[Stored records]
+++
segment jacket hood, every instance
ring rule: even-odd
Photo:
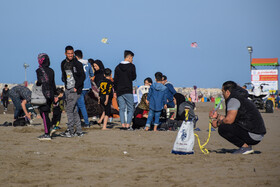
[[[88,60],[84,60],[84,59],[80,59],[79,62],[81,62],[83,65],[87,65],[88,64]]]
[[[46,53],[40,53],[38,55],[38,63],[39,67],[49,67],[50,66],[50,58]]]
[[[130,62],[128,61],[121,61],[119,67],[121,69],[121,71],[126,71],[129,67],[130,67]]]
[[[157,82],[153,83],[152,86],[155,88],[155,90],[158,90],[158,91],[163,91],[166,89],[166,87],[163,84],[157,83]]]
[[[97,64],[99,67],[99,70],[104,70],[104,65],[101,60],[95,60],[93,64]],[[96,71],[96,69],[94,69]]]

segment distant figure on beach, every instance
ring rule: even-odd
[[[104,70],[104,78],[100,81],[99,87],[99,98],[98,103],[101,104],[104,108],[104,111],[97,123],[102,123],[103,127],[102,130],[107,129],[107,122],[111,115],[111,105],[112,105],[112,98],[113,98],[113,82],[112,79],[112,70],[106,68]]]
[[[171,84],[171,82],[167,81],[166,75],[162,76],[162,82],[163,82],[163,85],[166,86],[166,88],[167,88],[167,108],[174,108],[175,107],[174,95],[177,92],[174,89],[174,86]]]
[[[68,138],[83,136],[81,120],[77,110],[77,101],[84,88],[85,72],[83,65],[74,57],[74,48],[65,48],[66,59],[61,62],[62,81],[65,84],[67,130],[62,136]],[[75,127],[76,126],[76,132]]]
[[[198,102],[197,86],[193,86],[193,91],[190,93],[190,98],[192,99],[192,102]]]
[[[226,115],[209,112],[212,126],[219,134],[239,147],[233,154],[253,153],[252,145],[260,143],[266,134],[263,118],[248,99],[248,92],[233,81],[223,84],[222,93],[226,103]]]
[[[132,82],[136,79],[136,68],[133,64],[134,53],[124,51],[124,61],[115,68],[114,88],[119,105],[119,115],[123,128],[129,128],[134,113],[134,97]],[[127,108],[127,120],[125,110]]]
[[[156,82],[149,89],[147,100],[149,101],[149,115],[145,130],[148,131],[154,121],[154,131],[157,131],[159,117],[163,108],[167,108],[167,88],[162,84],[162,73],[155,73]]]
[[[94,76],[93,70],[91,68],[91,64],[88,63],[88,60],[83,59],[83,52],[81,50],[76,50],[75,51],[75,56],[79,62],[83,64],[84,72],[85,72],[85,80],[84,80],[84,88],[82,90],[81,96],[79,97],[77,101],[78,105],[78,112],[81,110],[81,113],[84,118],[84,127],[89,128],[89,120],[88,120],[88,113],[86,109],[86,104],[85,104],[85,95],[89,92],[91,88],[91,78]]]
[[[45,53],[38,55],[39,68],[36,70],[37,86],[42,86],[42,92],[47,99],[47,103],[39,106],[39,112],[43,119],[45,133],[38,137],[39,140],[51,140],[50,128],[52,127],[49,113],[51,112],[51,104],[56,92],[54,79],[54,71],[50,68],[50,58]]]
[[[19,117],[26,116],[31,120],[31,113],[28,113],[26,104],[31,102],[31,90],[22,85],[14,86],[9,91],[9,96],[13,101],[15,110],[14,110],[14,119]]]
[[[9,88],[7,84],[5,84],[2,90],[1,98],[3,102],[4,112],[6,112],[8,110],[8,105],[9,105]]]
+++
Although the records include pictures, output only their text, exactly and completely.

- ANSWER TO THE PROBLEM:
segment jacket hood, every instance
ring rule: even-odd
Photo:
[[[88,60],[84,60],[84,59],[80,59],[79,62],[81,62],[83,65],[87,65],[88,64]]]
[[[46,53],[40,53],[38,55],[38,63],[39,67],[49,67],[50,66],[50,58]]]
[[[130,62],[128,61],[121,61],[119,67],[121,69],[121,71],[126,71],[129,67],[130,67]]]
[[[157,82],[153,83],[152,86],[155,88],[155,90],[158,90],[158,91],[163,91],[166,89],[166,87],[163,84],[157,83]]]
[[[97,64],[99,67],[99,70],[104,70],[104,65],[101,60],[95,60],[93,64]],[[96,71],[96,69],[94,69]]]

segment distant figure on beach, every instance
ring rule: even-odd
[[[104,70],[104,78],[100,81],[99,87],[99,98],[98,103],[101,104],[104,108],[104,111],[97,123],[102,123],[103,127],[102,130],[107,129],[107,122],[111,115],[111,105],[112,105],[112,98],[113,98],[113,82],[112,79],[112,70],[106,68]]]
[[[171,84],[171,82],[167,81],[166,75],[162,76],[162,82],[163,82],[163,85],[166,86],[166,88],[167,88],[167,108],[174,108],[175,107],[174,95],[177,92],[174,89],[174,86]]]
[[[68,138],[83,136],[81,120],[77,110],[77,101],[84,88],[85,72],[83,65],[74,57],[74,48],[65,48],[66,59],[61,62],[62,81],[65,84],[67,130],[62,136]],[[75,127],[76,126],[76,132]]]
[[[198,102],[197,86],[193,86],[193,91],[190,93],[190,98],[192,99],[192,102]]]
[[[226,115],[209,112],[212,126],[219,134],[239,147],[233,154],[253,153],[252,145],[260,143],[266,134],[263,118],[248,99],[248,92],[233,81],[223,84],[222,93],[226,103]]]
[[[132,82],[136,79],[136,68],[133,64],[134,53],[124,51],[124,61],[115,68],[114,88],[119,105],[119,115],[123,128],[129,128],[134,113],[134,97]],[[127,108],[127,120],[125,110]]]
[[[156,82],[149,89],[147,100],[149,101],[149,115],[145,130],[148,131],[154,121],[154,131],[157,131],[159,117],[163,108],[167,108],[167,88],[162,84],[162,73],[155,73]]]
[[[94,76],[93,70],[91,68],[91,64],[88,63],[88,60],[83,59],[83,52],[81,50],[76,50],[75,51],[75,56],[79,62],[83,64],[84,72],[85,72],[85,80],[84,80],[84,88],[82,90],[81,96],[79,97],[77,101],[78,105],[78,112],[81,110],[81,113],[84,118],[84,127],[89,128],[89,120],[88,120],[88,113],[86,109],[86,104],[85,104],[85,95],[89,92],[91,88],[91,78]]]
[[[45,53],[38,55],[39,68],[36,70],[37,86],[42,86],[42,92],[47,99],[47,103],[39,106],[39,112],[43,119],[45,133],[38,137],[39,140],[51,140],[50,128],[52,127],[49,113],[51,112],[51,104],[56,92],[54,79],[54,71],[50,68],[50,58]]]
[[[19,117],[26,116],[31,120],[31,113],[28,113],[26,104],[31,102],[31,90],[22,85],[14,86],[9,91],[9,96],[13,101],[15,110],[14,110],[14,119]]]
[[[9,88],[7,84],[5,84],[2,90],[1,98],[3,102],[4,112],[6,112],[8,110],[8,105],[9,105]]]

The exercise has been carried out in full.